# Start of SOURCE DOCUMENT

Thank you. We will now be conducting a question-and-answer session. Our first question has come from the line of Jeff Van Sinderen with B. Riley. Please proceed with your questions.
Good morning, everyone. I wanted to begin by discussing a few items related to the profit and loss statement, particularly your expectations for gross margin in the fourth quarter. Additionally, what is your outlook for that area next year? I would also like to follow up on SG&A. I believe you mentioned a planned reduction of $1.6 million in SG&A for next year. Do you have any further insights on how we should approach modeling SG&A for the fourth quarter next year?
Yes, I'm going to discuss the margins and I'll turn it over to David for the SG&A part of your question. We expect margins to dip slightly in Q4 as a result of the holiday specials that we will be offering. We saw this last year and we expect it to impact one or two margin points. We do expect there to be a continuing upward trend. As David pointed out, we benefited from $100,000 favorable freight variance in Q3, and that was the result of a single shipment of components coming in from Malaysia by ocean freight rather than air freight. As we start to put more and more of the components and ammunition on the water, we expect that to have a continuing positive impact on margins. So next year, we expect our average margin to be several percentage points higher than it is this year. David, can you address the SG&A issues?
Would you repeat the exact question, please?
Yes, of course. We are trying to understand your outlook on operating expenses for the fourth quarter of next year. We recognize that you are planning some reductions, and you mentioned around $1.6 million for next year. We would like to know how you are approaching that $1.6 million or whatever the total is for next year.
Sure. About a year ago, we successfully completed a public issue and secured significant funding which we committed to reinvesting in the business. We spent time experimenting with various initiatives, including the school safety program that Bryan mentioned. Recently, as part of our annual budget preparation, senior management conducted a thorough line-by-line review of these investments to determine which ones are performing effectively and which are not. One notable area where we've increased our expenditure is marketing. We promised to analyze our return on advertising to assess what strategies are effective and what aren't. Through this detailed evaluation, we've identified $1.6 million in expenditures that we believe can be cut due to lack of return or to enhance efficiency. Overall, it's been a comprehensive examination of our entire organization.

# End of SOURCE DOCUMENT
# Start of DATA RECORDS

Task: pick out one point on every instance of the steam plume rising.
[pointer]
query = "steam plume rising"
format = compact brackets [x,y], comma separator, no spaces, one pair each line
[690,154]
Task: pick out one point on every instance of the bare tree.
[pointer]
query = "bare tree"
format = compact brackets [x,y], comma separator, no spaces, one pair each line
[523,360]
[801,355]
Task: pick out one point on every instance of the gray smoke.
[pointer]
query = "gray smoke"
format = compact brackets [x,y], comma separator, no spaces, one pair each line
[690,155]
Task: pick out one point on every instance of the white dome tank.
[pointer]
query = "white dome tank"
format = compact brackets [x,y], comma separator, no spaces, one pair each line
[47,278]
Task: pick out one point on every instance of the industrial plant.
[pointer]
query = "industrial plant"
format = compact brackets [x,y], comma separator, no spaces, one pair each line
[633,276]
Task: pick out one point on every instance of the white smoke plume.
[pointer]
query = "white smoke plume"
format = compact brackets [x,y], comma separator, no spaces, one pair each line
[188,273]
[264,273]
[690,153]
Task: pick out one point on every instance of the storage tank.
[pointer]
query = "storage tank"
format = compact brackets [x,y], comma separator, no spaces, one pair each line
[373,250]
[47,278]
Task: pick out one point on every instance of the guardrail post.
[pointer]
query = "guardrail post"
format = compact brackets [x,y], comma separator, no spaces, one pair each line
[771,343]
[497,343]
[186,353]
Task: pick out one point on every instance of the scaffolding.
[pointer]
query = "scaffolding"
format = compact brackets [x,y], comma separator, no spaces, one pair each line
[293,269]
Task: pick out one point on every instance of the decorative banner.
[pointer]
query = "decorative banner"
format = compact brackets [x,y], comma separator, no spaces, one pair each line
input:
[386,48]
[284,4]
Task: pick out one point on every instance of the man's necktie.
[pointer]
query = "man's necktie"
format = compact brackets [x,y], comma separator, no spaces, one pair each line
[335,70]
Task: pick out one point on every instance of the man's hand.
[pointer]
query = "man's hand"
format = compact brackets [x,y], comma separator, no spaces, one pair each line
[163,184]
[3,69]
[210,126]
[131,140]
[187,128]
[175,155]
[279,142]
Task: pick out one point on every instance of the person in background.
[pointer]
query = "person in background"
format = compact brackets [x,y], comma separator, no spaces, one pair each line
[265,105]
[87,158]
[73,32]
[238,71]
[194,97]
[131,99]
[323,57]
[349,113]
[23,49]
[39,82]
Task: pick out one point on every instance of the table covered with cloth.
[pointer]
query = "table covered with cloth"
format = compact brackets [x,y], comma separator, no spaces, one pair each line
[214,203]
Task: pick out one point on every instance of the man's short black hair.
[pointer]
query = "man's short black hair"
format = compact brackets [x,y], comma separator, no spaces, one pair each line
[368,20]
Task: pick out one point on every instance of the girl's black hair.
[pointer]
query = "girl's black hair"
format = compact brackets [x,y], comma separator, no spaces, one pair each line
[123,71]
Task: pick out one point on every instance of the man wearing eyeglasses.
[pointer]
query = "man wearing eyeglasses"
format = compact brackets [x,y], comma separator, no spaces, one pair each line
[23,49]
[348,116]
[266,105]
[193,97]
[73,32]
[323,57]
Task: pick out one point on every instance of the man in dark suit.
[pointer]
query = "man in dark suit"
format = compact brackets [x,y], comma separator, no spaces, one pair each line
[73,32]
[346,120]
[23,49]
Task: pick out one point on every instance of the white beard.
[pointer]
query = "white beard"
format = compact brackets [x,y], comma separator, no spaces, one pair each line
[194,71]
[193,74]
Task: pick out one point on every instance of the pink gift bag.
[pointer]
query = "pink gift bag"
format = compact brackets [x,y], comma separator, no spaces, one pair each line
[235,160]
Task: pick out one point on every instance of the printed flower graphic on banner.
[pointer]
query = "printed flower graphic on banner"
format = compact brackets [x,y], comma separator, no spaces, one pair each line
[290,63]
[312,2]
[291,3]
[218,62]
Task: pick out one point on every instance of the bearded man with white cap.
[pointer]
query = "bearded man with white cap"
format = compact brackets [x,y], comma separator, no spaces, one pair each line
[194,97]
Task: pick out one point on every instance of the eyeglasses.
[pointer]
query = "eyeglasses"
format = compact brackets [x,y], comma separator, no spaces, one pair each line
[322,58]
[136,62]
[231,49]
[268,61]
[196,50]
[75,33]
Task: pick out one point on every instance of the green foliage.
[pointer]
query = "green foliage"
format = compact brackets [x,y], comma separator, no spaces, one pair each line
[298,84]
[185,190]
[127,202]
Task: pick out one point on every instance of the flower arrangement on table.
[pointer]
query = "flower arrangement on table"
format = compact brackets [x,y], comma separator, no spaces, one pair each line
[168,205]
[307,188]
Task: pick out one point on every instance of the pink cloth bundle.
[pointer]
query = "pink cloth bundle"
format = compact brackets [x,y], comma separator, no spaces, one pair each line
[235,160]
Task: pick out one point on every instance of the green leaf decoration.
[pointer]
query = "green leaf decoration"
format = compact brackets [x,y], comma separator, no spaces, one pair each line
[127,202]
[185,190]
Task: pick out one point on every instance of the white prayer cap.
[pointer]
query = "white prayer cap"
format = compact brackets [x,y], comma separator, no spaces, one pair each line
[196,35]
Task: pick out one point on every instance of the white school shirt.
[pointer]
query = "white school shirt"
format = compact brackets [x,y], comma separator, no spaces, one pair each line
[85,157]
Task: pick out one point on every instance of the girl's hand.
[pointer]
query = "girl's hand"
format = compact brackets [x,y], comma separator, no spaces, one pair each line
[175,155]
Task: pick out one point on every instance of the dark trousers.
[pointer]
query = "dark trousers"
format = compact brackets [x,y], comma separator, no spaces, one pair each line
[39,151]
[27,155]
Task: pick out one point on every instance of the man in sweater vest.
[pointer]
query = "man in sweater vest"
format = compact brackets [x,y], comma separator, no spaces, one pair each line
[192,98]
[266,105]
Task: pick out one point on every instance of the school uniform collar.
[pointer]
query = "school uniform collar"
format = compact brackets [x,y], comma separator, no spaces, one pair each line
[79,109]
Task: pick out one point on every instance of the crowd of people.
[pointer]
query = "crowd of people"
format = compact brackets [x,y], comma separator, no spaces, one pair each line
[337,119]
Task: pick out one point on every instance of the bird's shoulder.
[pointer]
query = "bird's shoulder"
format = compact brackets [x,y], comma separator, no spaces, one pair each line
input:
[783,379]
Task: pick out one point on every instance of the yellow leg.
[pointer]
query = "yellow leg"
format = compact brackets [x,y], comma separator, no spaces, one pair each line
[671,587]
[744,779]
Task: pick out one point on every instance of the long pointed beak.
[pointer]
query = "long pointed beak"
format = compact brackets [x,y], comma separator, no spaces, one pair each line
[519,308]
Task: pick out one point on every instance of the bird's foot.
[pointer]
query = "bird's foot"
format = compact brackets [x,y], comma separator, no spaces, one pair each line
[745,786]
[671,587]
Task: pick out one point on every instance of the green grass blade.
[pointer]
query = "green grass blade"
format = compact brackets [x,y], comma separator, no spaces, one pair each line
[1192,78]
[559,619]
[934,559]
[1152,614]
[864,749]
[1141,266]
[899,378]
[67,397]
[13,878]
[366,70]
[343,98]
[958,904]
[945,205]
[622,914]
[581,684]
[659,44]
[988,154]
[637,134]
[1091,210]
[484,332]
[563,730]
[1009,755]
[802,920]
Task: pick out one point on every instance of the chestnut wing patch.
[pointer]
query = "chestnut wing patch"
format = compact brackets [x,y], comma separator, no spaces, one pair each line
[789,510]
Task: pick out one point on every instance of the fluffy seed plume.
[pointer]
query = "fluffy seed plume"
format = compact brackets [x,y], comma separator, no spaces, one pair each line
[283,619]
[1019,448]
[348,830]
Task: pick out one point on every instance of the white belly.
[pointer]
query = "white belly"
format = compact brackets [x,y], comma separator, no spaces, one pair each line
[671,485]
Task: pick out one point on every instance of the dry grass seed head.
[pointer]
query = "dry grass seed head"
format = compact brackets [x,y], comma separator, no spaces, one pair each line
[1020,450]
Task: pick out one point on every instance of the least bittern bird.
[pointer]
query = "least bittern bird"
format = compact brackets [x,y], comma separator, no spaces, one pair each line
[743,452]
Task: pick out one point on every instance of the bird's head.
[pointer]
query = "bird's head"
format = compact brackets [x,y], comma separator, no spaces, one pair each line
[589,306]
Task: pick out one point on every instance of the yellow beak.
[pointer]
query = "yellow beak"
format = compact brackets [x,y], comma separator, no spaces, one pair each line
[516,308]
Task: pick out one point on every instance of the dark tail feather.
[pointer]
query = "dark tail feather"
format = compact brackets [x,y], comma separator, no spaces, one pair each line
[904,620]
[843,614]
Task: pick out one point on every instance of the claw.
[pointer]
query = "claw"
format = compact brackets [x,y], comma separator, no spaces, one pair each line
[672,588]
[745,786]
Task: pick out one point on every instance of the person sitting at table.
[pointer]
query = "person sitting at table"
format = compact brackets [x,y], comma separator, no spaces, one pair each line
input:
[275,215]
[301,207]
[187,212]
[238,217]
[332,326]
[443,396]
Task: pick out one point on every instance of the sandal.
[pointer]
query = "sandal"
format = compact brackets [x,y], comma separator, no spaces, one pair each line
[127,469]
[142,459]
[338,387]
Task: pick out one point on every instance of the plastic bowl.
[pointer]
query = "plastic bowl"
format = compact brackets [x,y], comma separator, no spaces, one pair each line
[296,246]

# End of DATA RECORDS

** INSTRUCTION A **
Rewrite the earnings call transcript between "Sure. About a" and "our entire organization.", inclusive, putting "the executive team" in place of "senior management".
** INSTRUCTION B **
According to the earnings call transcript, what produced the $100,000 favorable freight variance in Q3?

** EXERCISE SOLUTION A **
Sure. About a year ago, we successfully completed a public issue and secured significant funding which we committed to reinvesting in the business. We spent time experimenting with various initiatives, including the school safety program that Bryan mentioned. Recently, as part of our annual budget preparation, the executive team conducted a thorough line-by-line review of these investments to determine which ones are performing effectively and which are not. One notable area where we've increased our expenditure is marketing. We promised to analyze our return on advertising to assess what strategies are effective and what aren't. Through this detailed evaluation, we've identified $1.6 million in expenditures that we believe can be cut due to lack of return or to enhance efficiency. Overall, it's been a comprehensive examination of our entire organization.

** EXERCISE SOLUTION B **
A single shipment of components from Malaysia came by ocean freight rather than air freight.